## INSTRUCTIONS FOR THE TASK:
Set out every line of the records below as a numbered list, omitting any blank lines.

::: TASK DATA

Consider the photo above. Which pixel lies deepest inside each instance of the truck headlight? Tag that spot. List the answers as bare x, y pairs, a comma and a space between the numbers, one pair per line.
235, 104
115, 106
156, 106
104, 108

::::::

## CORRECT RESULT:
1. Consider the photo above. Which pixel lies deepest inside each instance of the truck headlight? Tag that spot. List the answers as bare x, y pairs, a comma and a space between the numbers, one pair per line.
2. 235, 104
3. 115, 106
4. 156, 106
5. 104, 108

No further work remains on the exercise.